_Task description_: Transcribe the records below. Leave nothing out and change nothing.

_Data in this exercise_:

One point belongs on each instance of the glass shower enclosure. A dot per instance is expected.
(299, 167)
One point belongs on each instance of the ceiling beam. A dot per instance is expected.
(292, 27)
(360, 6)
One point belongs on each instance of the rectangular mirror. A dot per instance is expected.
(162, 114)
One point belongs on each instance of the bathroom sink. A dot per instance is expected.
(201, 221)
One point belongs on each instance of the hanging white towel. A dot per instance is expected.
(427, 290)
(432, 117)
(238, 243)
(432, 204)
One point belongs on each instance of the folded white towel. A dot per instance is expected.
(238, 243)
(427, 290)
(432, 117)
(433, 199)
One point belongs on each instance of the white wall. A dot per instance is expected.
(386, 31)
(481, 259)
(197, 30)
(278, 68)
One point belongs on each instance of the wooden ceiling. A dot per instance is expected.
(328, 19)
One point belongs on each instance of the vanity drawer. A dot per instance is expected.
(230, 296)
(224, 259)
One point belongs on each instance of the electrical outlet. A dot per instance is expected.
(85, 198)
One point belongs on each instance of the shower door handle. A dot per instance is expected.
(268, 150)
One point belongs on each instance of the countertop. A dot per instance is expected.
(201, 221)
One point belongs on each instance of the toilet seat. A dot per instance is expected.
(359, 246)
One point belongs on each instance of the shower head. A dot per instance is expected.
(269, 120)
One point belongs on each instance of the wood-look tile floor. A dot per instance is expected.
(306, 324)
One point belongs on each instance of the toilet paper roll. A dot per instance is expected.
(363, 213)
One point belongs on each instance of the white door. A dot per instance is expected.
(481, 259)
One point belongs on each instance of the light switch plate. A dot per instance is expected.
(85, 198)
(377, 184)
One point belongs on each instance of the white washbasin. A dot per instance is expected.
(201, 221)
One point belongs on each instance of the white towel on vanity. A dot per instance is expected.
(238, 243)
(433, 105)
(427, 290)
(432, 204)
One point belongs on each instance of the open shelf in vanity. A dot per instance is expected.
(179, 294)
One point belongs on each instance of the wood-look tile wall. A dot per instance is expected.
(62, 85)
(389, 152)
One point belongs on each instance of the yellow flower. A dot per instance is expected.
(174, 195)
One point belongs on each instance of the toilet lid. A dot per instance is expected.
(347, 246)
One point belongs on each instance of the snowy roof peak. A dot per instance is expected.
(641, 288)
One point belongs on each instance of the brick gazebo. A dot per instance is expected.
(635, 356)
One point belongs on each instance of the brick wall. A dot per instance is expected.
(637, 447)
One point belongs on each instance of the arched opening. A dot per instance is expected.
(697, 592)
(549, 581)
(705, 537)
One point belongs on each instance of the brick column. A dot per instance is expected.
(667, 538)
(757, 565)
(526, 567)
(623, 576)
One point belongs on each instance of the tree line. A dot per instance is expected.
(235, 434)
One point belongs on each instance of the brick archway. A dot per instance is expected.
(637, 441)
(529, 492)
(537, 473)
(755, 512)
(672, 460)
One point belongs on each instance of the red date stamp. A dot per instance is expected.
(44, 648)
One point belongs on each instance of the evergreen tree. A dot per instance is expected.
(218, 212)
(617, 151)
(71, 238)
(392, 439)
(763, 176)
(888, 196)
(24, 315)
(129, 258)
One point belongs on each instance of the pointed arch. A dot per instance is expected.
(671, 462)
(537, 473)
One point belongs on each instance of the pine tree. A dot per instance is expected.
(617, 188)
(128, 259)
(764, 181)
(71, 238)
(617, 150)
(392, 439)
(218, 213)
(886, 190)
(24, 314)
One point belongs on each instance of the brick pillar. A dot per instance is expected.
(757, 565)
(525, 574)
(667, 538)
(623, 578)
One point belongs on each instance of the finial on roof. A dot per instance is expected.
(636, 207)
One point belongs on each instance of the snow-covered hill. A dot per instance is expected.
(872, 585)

_Response to this task_:
One point belongs on each instance of the glass shower enclosure. A dot per instance is expected.
(299, 167)
One point belongs on each instance of the ceiling beam. A dot per instance is expected.
(292, 27)
(360, 6)
One point belongs on each instance of the rectangular mirror. A dot per instance is expected.
(162, 114)
One point belongs on each instance of the bathroom sink. A dot per instance is expected.
(201, 221)
One point belongs on each instance of the hanging white towel. A dot per instance is expected.
(427, 290)
(432, 117)
(238, 243)
(432, 204)
One point belongs on each instance of the folded white towel. A dot per instance is expected.
(238, 243)
(427, 290)
(432, 117)
(433, 199)
One point belongs on each instance of the white wall. A dot per instance is expected.
(386, 31)
(481, 259)
(197, 30)
(278, 68)
One point belongs on each instance of the wooden ceiling. A dot per instance is expected.
(328, 19)
One point belongs on each instance of the vanity drawer. A dot per instance is expected.
(230, 296)
(224, 259)
One point belongs on each instance of the electrical outlet. A dot per instance is expected.
(85, 198)
One point belongs on each instance of the shower door handle. A dot per instance is expected.
(268, 150)
One point belongs on each instance of the countertop. A dot per instance is expected.
(201, 221)
One point belongs on each instance of the toilet seat. A dot per instance is expected.
(359, 246)
One point belongs on each instance of the shower head. A dot per instance is expected.
(269, 120)
One point belongs on each instance of the wood-look tile floor. A dot per instance is expected.
(306, 324)
One point belongs on each instance of the toilet paper roll. A dot per instance is expected.
(363, 213)
One point belongs on each instance of the white door. A dot per instance is expected.
(481, 259)
One point belongs on each instance of the light switch plate. A dot per instance is expected.
(85, 198)
(377, 184)
One point belongs on each instance of the white washbasin. A dot per instance is expected.
(201, 221)
One point belongs on each instance of the white towel on vanity. A dot per instance is expected.
(238, 243)
(433, 105)
(427, 290)
(432, 204)
One point belongs on each instance of the open shelf in vanity. A dot per instance is expected.
(179, 294)
One point belongs on each instance of the wood-look tile wall. A dot per instance is expected.
(62, 85)
(389, 152)
One point belongs on each instance of the yellow flower. A dot per instance is expected.
(174, 195)
One point belongs on each instance of the toilet lid. A dot per instance is expected.
(347, 246)
One point belongs on each instance of the snowy roof peak. A dot per instance is expected.
(641, 288)
One point belongs on each instance of the brick gazebo. A dot per instance is expected.
(635, 356)
One point belongs on each instance of the brick wall. A dot per instance is expected.
(637, 447)
One point belongs on each instance of the arched opening. A dot per instance is expected.
(697, 592)
(549, 581)
(705, 537)
One point belongs on each instance of the brick column. A dot per instance is expected.
(667, 538)
(757, 565)
(526, 567)
(623, 576)
One point belongs on each instance of the tree line. A dot per instance is expected.
(235, 434)
One point belongs on each instance of the brick archway. A dot per instance is expected.
(637, 441)
(529, 492)
(537, 473)
(755, 512)
(672, 460)
One point belongs on each instance of the red date stamp. A dot per instance is expected.
(44, 648)
One point belongs on each instance of the evergreen tree. A dot per instance is expected.
(218, 212)
(617, 151)
(71, 238)
(392, 439)
(763, 176)
(888, 196)
(24, 315)
(129, 258)
One point belongs on each instance of the pointed arch. A dot per instance is expected.
(671, 462)
(537, 473)
One point belongs on each instance of the pine tree. A dot per instance is expected.
(617, 188)
(128, 259)
(764, 181)
(71, 238)
(617, 150)
(392, 439)
(218, 213)
(886, 190)
(24, 314)
One point belongs on each instance of the brick pillar. A dot per instance is expected.
(757, 565)
(525, 574)
(667, 538)
(623, 578)
One point belongs on each instance of the finial on roof. A dot per instance is expected.
(636, 207)
One point belongs on each instance of the snow-covered hill. A dot per instance is expected.
(872, 585)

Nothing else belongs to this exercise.